## START RECORD SET

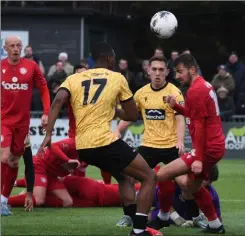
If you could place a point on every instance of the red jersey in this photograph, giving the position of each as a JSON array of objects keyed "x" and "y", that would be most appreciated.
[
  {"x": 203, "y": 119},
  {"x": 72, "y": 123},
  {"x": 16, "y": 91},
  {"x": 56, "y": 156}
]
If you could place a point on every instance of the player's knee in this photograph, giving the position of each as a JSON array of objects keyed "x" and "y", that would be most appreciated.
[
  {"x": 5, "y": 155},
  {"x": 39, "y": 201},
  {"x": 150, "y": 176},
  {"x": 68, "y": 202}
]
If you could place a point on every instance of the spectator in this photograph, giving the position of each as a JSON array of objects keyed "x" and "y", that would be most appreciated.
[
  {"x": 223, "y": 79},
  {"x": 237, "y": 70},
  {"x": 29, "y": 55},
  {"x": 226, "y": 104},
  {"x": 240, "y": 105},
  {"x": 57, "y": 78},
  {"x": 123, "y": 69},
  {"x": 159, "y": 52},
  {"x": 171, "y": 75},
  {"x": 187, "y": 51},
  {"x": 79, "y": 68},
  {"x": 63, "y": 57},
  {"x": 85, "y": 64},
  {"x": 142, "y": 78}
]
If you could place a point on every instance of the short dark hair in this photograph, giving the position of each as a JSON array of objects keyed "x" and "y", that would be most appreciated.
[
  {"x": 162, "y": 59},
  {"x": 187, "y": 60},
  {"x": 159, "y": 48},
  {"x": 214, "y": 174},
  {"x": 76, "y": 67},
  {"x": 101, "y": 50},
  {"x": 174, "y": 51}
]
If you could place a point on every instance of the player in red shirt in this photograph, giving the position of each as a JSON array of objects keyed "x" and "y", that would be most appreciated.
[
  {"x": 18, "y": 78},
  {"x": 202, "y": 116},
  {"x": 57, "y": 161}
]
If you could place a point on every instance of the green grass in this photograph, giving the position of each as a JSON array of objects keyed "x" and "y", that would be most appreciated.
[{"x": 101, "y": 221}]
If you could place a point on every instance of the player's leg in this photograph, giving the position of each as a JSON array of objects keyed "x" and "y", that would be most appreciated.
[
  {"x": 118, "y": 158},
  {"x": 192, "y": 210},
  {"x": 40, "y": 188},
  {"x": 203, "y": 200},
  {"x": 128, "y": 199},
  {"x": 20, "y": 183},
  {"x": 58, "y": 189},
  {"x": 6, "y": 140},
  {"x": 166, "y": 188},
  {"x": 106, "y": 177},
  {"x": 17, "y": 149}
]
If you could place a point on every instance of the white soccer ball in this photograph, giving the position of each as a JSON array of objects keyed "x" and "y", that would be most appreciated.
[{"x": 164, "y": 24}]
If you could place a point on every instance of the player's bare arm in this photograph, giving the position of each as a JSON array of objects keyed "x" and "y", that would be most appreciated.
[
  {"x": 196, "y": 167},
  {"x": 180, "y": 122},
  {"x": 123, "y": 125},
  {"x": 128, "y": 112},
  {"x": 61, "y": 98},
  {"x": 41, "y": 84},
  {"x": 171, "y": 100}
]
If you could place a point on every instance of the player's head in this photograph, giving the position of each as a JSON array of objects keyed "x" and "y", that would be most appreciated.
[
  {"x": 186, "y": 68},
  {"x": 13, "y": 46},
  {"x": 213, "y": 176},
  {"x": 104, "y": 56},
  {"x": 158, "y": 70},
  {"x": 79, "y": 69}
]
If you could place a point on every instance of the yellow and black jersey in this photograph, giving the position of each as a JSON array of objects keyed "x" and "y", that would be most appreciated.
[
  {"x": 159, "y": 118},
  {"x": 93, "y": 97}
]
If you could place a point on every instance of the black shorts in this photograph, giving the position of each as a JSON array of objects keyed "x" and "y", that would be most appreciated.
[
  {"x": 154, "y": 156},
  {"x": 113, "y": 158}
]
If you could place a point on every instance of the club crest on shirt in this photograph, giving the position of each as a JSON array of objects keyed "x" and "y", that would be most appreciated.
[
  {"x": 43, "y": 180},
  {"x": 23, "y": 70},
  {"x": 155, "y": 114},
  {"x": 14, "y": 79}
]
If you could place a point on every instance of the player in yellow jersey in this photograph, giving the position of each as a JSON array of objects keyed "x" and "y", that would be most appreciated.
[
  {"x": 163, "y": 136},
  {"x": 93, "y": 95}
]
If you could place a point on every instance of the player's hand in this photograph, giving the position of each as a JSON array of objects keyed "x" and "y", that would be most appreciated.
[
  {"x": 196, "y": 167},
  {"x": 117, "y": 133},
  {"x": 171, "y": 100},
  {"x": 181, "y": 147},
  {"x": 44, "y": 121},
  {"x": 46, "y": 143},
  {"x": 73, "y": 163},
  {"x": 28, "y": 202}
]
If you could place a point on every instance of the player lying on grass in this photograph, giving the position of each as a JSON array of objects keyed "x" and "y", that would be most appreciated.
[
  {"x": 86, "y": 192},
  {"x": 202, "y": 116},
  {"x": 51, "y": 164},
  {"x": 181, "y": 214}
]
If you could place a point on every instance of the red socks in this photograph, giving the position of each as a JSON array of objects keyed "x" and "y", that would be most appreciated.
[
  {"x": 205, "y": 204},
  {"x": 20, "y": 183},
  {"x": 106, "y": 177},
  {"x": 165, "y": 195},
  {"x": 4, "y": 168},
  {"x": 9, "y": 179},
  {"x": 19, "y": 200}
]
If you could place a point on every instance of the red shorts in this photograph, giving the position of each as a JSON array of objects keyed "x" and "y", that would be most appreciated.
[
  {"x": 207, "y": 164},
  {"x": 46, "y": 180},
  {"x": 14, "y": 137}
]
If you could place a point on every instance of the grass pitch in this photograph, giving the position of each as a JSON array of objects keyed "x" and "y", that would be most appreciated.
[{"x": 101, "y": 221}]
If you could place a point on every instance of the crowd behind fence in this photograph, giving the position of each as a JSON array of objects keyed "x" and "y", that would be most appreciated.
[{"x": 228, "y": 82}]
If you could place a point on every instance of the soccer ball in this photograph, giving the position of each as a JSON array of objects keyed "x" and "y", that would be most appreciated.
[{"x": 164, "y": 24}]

## END RECORD SET
## START RECORD SET

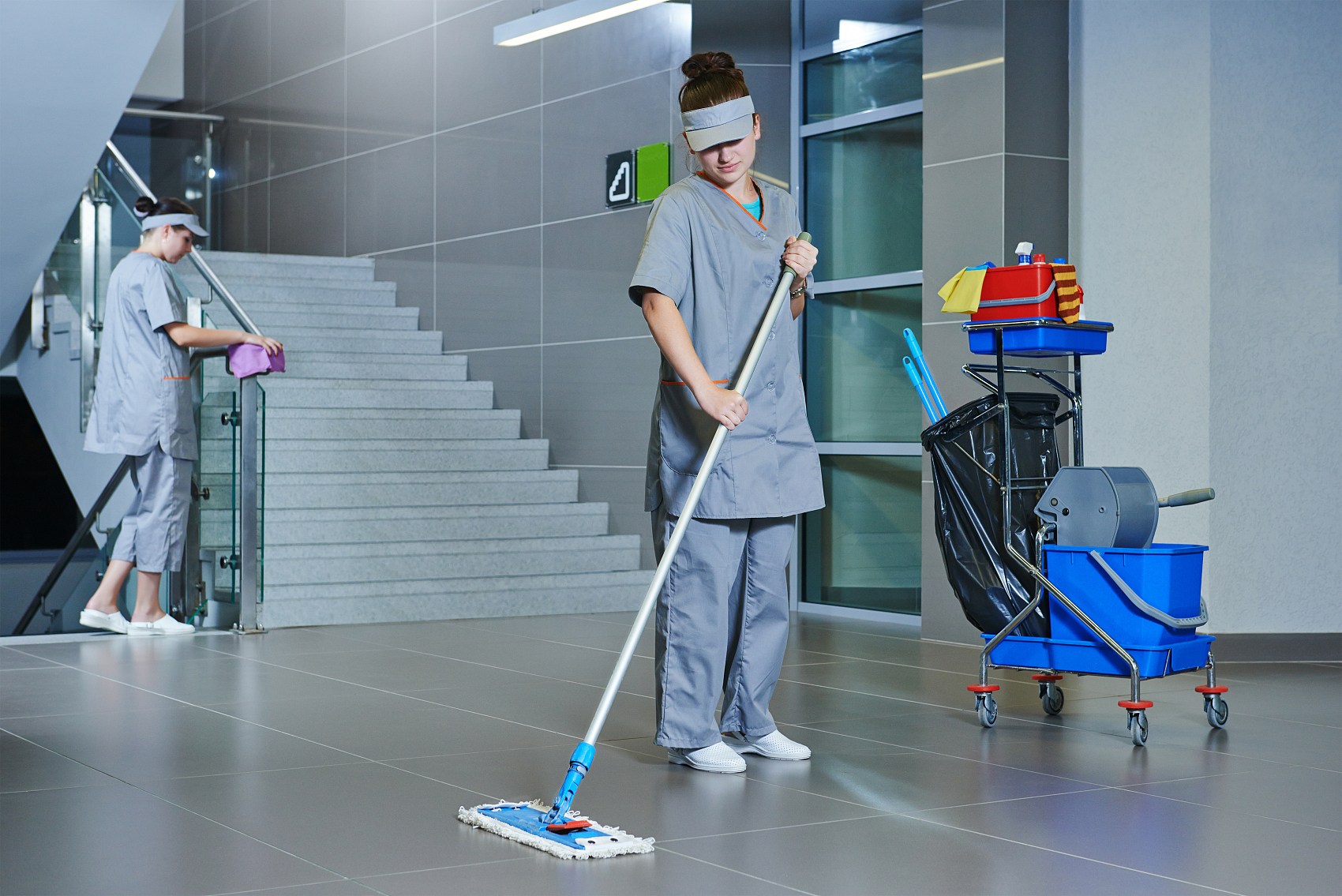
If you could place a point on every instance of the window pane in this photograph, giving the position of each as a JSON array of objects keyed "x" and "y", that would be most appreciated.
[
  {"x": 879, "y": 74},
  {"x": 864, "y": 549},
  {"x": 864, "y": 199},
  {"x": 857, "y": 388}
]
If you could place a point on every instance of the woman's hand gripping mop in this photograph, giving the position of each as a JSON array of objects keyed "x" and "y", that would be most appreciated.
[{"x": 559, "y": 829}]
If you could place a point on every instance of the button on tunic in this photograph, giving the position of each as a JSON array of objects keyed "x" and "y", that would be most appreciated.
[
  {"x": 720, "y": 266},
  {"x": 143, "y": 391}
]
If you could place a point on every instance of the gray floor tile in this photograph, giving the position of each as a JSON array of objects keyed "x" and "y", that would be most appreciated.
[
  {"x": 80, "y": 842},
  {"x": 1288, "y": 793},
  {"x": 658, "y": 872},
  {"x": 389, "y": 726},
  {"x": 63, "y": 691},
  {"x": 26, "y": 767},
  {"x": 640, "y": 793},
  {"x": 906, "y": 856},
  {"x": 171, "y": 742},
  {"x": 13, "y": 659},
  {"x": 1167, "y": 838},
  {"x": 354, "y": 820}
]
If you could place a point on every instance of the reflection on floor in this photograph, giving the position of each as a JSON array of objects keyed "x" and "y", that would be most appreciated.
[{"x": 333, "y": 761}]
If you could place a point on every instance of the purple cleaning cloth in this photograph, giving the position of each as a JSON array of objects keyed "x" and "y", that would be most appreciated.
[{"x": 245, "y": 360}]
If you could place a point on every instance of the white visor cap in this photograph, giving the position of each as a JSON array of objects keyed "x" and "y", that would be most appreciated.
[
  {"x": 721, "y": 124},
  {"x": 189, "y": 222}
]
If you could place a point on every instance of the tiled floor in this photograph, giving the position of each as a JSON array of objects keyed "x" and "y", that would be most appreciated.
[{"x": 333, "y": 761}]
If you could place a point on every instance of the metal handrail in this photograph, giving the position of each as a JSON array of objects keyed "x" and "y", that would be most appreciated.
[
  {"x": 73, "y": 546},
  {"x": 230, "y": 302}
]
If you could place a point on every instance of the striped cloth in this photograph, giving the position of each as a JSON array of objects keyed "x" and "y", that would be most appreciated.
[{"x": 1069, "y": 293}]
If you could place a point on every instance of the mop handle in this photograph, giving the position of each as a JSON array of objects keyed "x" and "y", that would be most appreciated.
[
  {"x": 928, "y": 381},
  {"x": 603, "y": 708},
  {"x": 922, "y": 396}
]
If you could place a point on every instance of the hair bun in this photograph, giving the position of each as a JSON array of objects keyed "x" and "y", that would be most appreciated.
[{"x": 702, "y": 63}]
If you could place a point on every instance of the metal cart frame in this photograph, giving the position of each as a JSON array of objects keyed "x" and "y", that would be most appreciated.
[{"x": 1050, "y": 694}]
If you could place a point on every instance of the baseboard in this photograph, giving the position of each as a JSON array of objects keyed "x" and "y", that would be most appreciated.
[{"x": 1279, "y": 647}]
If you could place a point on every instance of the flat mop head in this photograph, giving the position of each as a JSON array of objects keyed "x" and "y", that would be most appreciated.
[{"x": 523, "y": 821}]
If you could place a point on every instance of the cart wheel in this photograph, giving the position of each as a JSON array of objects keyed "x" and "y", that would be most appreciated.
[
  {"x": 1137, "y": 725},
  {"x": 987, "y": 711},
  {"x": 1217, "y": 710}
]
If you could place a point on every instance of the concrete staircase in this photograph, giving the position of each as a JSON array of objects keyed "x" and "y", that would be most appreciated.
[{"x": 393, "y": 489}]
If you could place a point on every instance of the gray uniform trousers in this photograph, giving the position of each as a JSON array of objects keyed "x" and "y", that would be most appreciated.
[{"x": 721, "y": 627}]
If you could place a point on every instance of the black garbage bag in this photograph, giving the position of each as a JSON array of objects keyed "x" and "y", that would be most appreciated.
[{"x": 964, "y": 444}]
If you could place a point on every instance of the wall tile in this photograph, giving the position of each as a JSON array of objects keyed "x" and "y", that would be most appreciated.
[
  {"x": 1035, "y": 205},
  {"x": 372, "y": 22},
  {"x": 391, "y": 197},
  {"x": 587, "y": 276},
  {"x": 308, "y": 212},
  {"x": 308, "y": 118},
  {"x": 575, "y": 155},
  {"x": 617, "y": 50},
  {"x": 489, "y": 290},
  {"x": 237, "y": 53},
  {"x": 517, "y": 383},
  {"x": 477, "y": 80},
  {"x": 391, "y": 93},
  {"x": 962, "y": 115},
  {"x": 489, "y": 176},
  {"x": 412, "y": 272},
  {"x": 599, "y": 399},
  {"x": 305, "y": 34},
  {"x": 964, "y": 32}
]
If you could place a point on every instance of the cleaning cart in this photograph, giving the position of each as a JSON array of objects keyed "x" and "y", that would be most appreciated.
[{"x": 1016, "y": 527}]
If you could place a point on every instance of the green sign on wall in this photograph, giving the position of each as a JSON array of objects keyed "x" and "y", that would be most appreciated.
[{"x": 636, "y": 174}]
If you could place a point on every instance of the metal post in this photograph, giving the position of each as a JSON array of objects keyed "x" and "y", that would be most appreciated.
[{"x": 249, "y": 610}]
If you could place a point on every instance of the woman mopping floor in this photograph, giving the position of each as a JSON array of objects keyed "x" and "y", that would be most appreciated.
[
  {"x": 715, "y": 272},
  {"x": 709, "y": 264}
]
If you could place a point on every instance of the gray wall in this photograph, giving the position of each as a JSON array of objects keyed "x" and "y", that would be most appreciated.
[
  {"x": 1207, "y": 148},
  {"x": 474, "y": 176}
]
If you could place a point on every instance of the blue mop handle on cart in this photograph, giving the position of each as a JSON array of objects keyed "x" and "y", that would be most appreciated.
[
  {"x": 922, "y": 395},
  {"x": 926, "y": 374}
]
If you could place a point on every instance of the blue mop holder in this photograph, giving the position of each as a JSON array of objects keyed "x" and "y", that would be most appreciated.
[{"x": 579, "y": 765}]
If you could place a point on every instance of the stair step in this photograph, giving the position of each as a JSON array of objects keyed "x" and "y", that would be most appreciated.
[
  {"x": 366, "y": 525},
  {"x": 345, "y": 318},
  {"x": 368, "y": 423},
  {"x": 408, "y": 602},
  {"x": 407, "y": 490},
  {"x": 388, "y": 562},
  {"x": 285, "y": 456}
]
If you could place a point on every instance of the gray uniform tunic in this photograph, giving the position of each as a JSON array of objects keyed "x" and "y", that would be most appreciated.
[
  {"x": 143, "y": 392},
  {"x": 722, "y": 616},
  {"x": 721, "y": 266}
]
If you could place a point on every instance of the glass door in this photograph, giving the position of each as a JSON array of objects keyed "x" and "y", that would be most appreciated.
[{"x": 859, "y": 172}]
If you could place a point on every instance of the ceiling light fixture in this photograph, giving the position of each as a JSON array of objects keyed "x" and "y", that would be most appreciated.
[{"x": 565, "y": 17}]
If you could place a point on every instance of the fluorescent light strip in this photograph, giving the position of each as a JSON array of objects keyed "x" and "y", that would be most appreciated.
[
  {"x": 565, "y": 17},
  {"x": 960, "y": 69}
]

## END RECORD SET

Gather every line in the records above that contains the word "black" and copy each one out in full.

> [SOLUTION BELOW]
If you could place a point on every instance of the yellow and black jersey in this photograph, giving the position of each as a JSON array of objects keyed "x" and "y", that would be most appreciated.
If you could place a point on every instance of the black shorts in this photograph, giving the position of each as a JSON array of objects keyed "x" and "y", that would be most appreciated.
If you could place a point on every instance of the black garbage bag in this photograph, giving the position of each as a JSON array of objects keyed "x" and "y", that would be most appreciated.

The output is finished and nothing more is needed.